Avec une aide publique représentant seulement 0,34 % du PIB, nous ne montrons vraiment pas l'exemple.

De plus cette aide n'est trop souvent qu'un instrument pour préparer la libéralisation ou remplir des fonctions délaissées par les financements privés.

L'aide publique au développement devrait jouer un rôle essentiel dans plusieurs domaines prioritaires.

Le premier est l'alphabétisation et la formation technique de base : là où la scolarité est gratuite, le taux de fréquentation des écoles dépasse les 80 %. Il est urgent, en outre, de donner aux pays en développement les moyens d'avoir des universités publiques de qualité et d'explorer l'idée proposée par le PNUDC, d'une taxation sur la fuite des cerveaux.

Dans le domaine de la santé, il faut développer des systèmes de santé locaux de qualité et faciliter l'accès aux nouvelles molécules, comme les trithérapies pour le sida, ce qui implique une remise en cause du droit des brevets. Et ne faudrait-il pas, comme le propose également le PNUD, orienter la recherche publique de santé en priorité vers les besoins du Sud ?

L'éradication des bidonvilles, le développement de l'agro-industrie pour atteindre l'autosuffisance alimentaire, celui des grandes infrastructures appellent également une forte augmentation des crédits de la coopération.

Si ce budget, en progression de 1,3 % est le moins mauvais depuis dix ans, nous sommes encore loin de ce qui serait nécessaire, compte tenu des enjeux internationaux et de la responsabilité de la France dans le monde.

Si nous apprécions que 14,7 millions d'euros soient consacrés à des mesures nouvelles pour la coopération culturelle, comment ne pas regretter que 62 petits millions de francs manquent pour assurer une présence de la France dans l'ensemble des conseils d'administration de ces organismes ? Et 200 millions pour que la France puisse tenir toute sa place dans le concert des nations... Nous ne pouvons que partager le sentiment que vous avez exprimé en commission, Monsieur le ministre, car le rayonnement culturel et politique de la France, outre sa puissance économique, devrait lui permettre de contribuer à la solution des grands problèmes mondiaux.

Compte tenu d'avancées réelles, évidemment insuffisantes, et prenant en compte le poids de cette période, en 1997-1998, où le ministre jugeait l'efficacité de son budget à la réduction des moyens, notre groupe votera ce budget (Applaudissements sur les bancs du groupe communiste et du groupe socialiste).

M. Marc Reymann - Ces crédits ne méritent ni excès de critiques, ni excès de louanges. En légère hausse, ils maintiennent le cap d'une rigueur budgétaire que l'on aurait aimé constater dans d'autres budgets.

Ainsi notre politique étrangère et la coopération internationale au développement doivent-ils se contenter de crédits stables, alors que les critiques ne manquent pas sur les carences de certains services - je pense là aux services des visas, au réseau consulaire, à l'aide au développement. Toutefois certaines décisions satisfaisantes ont été prises concernant l'enseignement du français et le réseau culturel. Nous nous réjouissons que nos rapports attirent parfois l'attention du Gouvernement.

Un budget contrasté, dont les aspects positifs et les aspects négatifs s'équilibrent.

**Extraits de données**.
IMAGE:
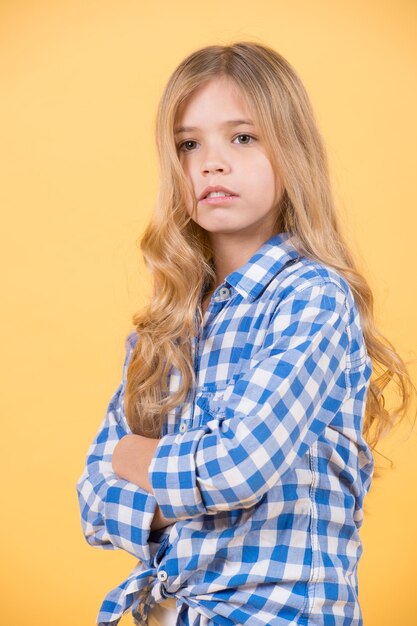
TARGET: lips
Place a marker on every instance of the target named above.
(208, 190)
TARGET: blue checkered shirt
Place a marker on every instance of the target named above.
(264, 467)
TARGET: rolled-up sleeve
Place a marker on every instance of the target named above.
(115, 513)
(293, 387)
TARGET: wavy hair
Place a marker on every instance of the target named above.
(177, 250)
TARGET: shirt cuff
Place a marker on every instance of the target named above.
(128, 515)
(173, 476)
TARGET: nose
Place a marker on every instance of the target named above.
(214, 163)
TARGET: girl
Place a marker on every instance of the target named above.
(236, 453)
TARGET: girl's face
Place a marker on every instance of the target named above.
(218, 150)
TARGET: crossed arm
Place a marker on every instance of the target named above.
(131, 459)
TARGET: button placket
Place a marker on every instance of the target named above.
(162, 575)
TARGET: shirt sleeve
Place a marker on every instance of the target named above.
(290, 390)
(115, 513)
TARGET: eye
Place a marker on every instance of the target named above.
(181, 146)
(245, 135)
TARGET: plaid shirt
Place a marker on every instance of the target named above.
(264, 467)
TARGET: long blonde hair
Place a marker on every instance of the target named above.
(177, 251)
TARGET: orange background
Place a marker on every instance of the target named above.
(79, 84)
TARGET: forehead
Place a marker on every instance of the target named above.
(220, 98)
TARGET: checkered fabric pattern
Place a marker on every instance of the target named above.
(264, 467)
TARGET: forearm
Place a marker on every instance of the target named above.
(131, 459)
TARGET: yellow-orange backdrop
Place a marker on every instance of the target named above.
(80, 81)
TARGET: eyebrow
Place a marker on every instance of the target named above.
(187, 129)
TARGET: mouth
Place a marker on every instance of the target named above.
(218, 200)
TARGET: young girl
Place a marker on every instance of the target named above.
(236, 453)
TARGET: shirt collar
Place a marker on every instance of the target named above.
(253, 277)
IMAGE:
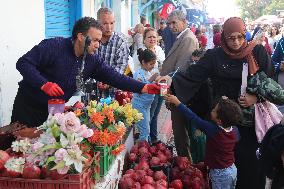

**Consigne**. Reprends le texte sur le budget de la coopération et de l'aide au développement et poursuis-le à partir de sa dernière phrase. Les enregistrements n'ont aucun lien avec le texte.

**Réponse**.
Parmi les points négatifs, je citerai la baisse des effectifs du ministère des affaires étrangères - 895 postes en dix ans - avec pour conséquence que des besoins importants ne sont pas satisfaits. Par exemple 80 000 dossiers de visas pour l'Algérie ne peuvent être traités. Les consulats manquent de personnel, ce qui encourage l'immigration clandestine et la fraude. La politique de recrutement de personnels locaux a trouvé ses limites. Tout aussi grave, le volontariat international, créé depuis la suspension du service national, n'arrive pas à attirer des informaticiens et des médecins, autrefois présents en tant que coopérants. Comment comptez-vous pallier ces carences ?

Seconde critique, la diminution des crédits de coopération.

Les crédits pour la coopération internationale, l'aide au développement, l'action audiovisuelle extérieure, la coopération militaire et de défense, ainsi que l'appui aux initiatives privées ou décentralisées, sont en légère baisse. Certes il convenait de rationaliser le dispositif, mais la baisse de 11,36 millions d'euros va au delà.

Tout aussi regrettable et dangereuse est la réduction des crédits d'investissement de la coopération. Hors participation au FED, ils baissent de 1,71 % en crédits de paiement et de 13,13 % en autorisations de programme. Ceux du Fonds de solidarité prioritaire sont réduits de 3,48 % en crédits de paiement et de 14,16 % en autorisations de programme.

Les crédits initiaux pour dons de l'Agence française de développement sont stables en crédits de paiement, mais baissent de 12,28 % en autorisations de programme. Cette diminution réduit la place de la France dans le dispositif international d'aide au développement. C'est contraire à nos intérêts et à la vocation de la France.

Parmi les aspects positifs, je salue la création d'un article d'aides aux sorties de crise, doté de 7,6 millions d'euros. Mais vu la gravité de la situation internationale, ne faut-il pas réévaluer cette dotation ? Ou préférez-vous, Monsieur le ministre, procéder à des transferts de crédits en cours d'année, en sacrifiant d'autres chapitres ?

Les crédits destinés à financer le transport et les diverses opérations liées à l'aide alimentaire seront maintenus à 14,94 millions d'euros. Là aussi il conviendrait de les réviser à la hausse.

La future délégation à l'action humanitaire aura notamment à sa disposition le Fonds d'urgence humanitaire, doté de 9,27 millions d'euros.

Avec 22,87 millions d'euros, les crédits de l'OFPRA progressent de 34,14 %. Espérons qu'ainsi cet office accomplira mieux la mission essentielle dont il est chargé.

Enfin les crédits destinés à la promotion de Strasbourg capitale parlementaire européenne augmentent de 6,97 %, passant à 2,61 millions d'euros. Avec les reports prévisibles de 2,57 millions d'euros, ce poste disposera de 5,28 millions d'euros, ce qui est important pour éviter que les sessions du Parlement européen ne se tiennent de plus en plus souvent à Bruxelles. Maintenant que le nouveau bâtiment est achevé, nous comptons sur votre vigilance pour conforter définitivement la vocation européenne de la capitale alsacienne.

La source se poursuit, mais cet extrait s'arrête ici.